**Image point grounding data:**
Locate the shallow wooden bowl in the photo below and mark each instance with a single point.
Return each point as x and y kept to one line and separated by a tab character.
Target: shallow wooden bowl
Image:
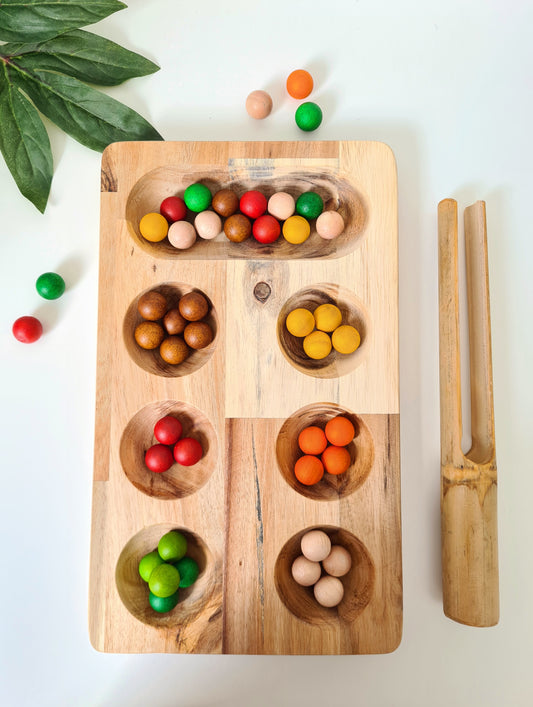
337	190
179	481
150	360
134	591
358	582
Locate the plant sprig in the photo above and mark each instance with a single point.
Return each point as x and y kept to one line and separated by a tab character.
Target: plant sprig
46	64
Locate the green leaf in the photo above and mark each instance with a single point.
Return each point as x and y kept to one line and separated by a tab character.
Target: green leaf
24	143
84	56
89	116
33	20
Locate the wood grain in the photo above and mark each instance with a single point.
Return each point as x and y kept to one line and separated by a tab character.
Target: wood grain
240	512
468	481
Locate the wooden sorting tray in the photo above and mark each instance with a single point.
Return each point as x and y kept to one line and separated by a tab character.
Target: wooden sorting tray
246	397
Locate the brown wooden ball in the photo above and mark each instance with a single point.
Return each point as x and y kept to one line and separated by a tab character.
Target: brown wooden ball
152	305
174	322
198	335
174	350
193	306
225	202
237	228
149	335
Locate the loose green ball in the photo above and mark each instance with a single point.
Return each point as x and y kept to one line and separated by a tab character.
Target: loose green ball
164	580
148	564
188	570
163	604
308	116
197	197
50	285
172	546
309	205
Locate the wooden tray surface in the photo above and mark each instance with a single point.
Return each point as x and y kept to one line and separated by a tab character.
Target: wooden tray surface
246	397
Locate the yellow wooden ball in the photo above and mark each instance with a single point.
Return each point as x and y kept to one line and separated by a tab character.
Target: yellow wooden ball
153	227
296	229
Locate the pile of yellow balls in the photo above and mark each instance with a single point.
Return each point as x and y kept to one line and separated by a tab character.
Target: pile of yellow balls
322	330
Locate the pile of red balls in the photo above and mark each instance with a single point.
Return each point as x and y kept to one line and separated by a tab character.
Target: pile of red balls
172	447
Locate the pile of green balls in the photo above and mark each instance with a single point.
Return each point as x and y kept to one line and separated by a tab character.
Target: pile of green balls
167	570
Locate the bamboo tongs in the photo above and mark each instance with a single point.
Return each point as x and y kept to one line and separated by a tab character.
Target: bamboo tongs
468	481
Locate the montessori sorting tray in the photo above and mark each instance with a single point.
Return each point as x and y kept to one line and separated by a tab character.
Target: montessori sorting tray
245	398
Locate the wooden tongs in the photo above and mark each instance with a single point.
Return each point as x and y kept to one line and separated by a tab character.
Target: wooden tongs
468	481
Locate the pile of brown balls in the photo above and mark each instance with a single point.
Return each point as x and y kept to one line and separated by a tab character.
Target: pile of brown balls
173	330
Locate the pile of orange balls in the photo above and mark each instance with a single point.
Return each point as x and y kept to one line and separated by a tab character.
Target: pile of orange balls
173	330
324	450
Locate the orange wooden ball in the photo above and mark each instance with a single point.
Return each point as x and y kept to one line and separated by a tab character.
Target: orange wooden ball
299	83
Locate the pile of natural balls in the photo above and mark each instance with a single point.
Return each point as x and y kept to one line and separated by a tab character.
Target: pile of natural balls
251	215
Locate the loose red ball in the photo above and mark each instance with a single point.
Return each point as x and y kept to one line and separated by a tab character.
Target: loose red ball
266	229
158	458
253	203
168	430
27	329
173	209
188	451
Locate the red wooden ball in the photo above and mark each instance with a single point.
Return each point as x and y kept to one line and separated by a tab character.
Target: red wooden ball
253	203
173	209
168	430
158	458
266	229
27	329
188	451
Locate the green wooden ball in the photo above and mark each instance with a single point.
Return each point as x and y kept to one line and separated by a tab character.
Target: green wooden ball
308	116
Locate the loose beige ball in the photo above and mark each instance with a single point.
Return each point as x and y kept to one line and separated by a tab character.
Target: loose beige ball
305	572
208	224
316	545
281	205
329	591
338	562
182	235
259	105
329	225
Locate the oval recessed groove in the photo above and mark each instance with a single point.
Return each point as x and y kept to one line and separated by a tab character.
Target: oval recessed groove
336	189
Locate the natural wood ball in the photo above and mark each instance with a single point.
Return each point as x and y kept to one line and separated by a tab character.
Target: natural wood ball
193	306
152	306
198	335
259	105
174	350
174	323
149	335
237	228
225	202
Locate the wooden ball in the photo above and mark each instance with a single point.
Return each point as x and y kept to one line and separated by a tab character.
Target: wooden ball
198	335
193	306
173	350
259	105
174	323
152	305
225	202
305	572
338	562
237	228
149	335
329	591
316	545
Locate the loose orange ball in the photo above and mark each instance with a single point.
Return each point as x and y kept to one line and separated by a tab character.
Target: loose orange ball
299	84
336	460
308	470
340	431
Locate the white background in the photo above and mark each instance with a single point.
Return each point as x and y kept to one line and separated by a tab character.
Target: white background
448	85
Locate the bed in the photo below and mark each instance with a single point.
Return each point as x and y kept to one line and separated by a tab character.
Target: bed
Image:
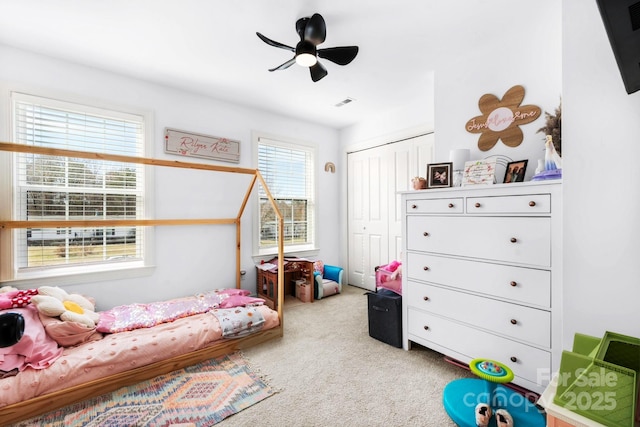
160	349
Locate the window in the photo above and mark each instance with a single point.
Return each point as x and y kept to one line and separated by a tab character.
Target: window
63	188
288	170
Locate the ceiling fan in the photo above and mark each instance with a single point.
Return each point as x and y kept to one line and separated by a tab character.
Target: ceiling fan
312	32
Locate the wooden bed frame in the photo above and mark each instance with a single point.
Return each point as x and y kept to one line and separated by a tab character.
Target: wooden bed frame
48	402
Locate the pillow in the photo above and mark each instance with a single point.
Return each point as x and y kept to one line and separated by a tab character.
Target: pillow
56	302
240	301
15	298
68	334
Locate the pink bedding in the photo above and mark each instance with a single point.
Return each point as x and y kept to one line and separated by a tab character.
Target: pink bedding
119	352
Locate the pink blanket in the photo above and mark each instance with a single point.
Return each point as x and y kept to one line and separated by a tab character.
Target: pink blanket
135	316
36	349
118	353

**Work to complete:**
Could you copy every line from the records that mentions the word "shallow"?

**Result:**
Locate the shallow wooden bowl in the photo below and mark each instance with a single point.
Target: shallow wooden bowl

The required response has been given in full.